Exercise goal -
Your task is to give the data again, exactly, with every line intact.

Material for this task -
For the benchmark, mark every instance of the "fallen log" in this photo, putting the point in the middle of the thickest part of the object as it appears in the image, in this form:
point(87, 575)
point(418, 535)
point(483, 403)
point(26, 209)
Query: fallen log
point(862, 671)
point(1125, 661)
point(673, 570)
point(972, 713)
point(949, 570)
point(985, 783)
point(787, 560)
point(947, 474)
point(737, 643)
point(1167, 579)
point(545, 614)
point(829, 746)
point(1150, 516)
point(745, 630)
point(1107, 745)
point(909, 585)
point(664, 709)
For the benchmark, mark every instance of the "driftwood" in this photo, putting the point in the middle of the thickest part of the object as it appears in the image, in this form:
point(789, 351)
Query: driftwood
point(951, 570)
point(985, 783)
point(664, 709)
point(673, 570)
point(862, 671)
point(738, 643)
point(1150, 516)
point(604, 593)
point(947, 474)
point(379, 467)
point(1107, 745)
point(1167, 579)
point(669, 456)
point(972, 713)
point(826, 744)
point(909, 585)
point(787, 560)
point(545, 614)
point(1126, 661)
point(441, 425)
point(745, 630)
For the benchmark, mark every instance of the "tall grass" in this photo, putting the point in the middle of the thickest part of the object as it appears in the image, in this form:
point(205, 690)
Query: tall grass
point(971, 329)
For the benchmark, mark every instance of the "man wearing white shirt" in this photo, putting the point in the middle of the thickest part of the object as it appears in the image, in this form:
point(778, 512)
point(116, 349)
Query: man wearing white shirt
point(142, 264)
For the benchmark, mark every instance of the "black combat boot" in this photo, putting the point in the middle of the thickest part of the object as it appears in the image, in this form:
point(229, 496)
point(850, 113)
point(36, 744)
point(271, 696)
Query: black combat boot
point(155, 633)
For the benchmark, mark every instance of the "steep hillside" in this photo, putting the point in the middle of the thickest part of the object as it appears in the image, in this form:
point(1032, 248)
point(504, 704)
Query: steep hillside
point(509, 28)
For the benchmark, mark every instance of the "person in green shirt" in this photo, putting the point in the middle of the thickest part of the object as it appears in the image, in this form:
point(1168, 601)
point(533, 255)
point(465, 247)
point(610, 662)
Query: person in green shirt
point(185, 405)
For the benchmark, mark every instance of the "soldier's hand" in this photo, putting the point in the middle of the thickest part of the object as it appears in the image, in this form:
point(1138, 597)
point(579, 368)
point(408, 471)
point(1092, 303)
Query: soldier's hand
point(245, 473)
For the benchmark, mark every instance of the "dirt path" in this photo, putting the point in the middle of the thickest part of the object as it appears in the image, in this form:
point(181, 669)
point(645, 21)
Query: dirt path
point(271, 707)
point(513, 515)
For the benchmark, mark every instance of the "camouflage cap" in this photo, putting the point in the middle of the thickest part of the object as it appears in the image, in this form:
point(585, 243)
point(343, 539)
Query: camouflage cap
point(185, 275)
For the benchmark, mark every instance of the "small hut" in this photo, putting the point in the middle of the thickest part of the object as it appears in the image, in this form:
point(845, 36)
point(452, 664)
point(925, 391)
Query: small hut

Solution to the exercise -
For the benchmark, mark every instance of the "fallen log" in this photo, putting the point in the middle of the thickest part of the object as it appears in the image, in this form:
point(87, 575)
point(418, 535)
point(483, 403)
point(26, 209)
Query: fallen log
point(862, 671)
point(1125, 661)
point(673, 570)
point(972, 713)
point(949, 570)
point(985, 783)
point(787, 560)
point(947, 474)
point(737, 643)
point(1167, 579)
point(545, 614)
point(829, 746)
point(1150, 516)
point(745, 630)
point(1107, 745)
point(909, 585)
point(664, 709)
For the benchmark, mark every instance of the "driftwood" in this photo, putting the point in the middle of the thickest part of the object as it appears in the image, in this form:
point(789, 351)
Query: driftwood
point(951, 570)
point(985, 783)
point(664, 709)
point(673, 570)
point(862, 671)
point(738, 643)
point(1150, 516)
point(604, 593)
point(947, 474)
point(379, 467)
point(1107, 745)
point(1167, 579)
point(669, 456)
point(972, 713)
point(826, 744)
point(909, 585)
point(787, 560)
point(545, 614)
point(1126, 661)
point(441, 425)
point(745, 630)
For the benchmark, mark every instance of the "tall grass" in this photo, putting the point in the middle of the thickest part of the object as it appears in the image, in this form:
point(205, 690)
Query: tall grass
point(971, 329)
For the benchmark, mark every instance of the "man wearing white shirt" in this photo, putting the point in the middle of the thickest part of the object as it appears in the image, in this form:
point(778, 512)
point(116, 349)
Query: man wearing white shirt
point(142, 264)
For the benchmark, mark every instance of the "black combat boot" in this photo, putting the point in the middle of the thickest part of the object as it appears in the image, in this form:
point(229, 496)
point(850, 113)
point(36, 744)
point(271, 696)
Query: black combat boot
point(155, 633)
For the benchmark, mark every instance of the "steep hillside" in this photo, putting the point in the middle of the thickest part of the object as it appears in the image, in this form:
point(1032, 248)
point(504, 704)
Query: steep hillside
point(509, 28)
For the benchmark, mark every instance of the "person in green shirt" in this photo, putting the point in the middle of the thickest part of the object as it appears in the image, in this form:
point(1168, 601)
point(533, 255)
point(465, 247)
point(610, 662)
Query: person in green shirt
point(185, 405)
For the benchmark, mark every instance of the "soldier's hand" in this photo, putting the point in the middle of the thickest part of the object as it appears in the image, in this form:
point(1138, 597)
point(579, 368)
point(408, 471)
point(1092, 303)
Query: soldier's hand
point(245, 473)
For the benchmark, mark every instance of the "dirt path" in this photo, putting the point in the middle of the thickest part of the object as it appears in the image, in this form:
point(181, 669)
point(645, 21)
Query: dirt path
point(271, 707)
point(513, 515)
For the benchmark, mark every instance of the "camouflage cap" in this photo, putting the point in the middle of the thickest part of the object as it appears in the image, in this form:
point(585, 243)
point(343, 539)
Query: camouflage cap
point(185, 275)
For the benchmark, mark every instance of the "small hut" in this photo, putting the point in the middle of the thickest part of the object as it appears in the image, in this form:
point(845, 36)
point(452, 664)
point(925, 391)
Query: small hut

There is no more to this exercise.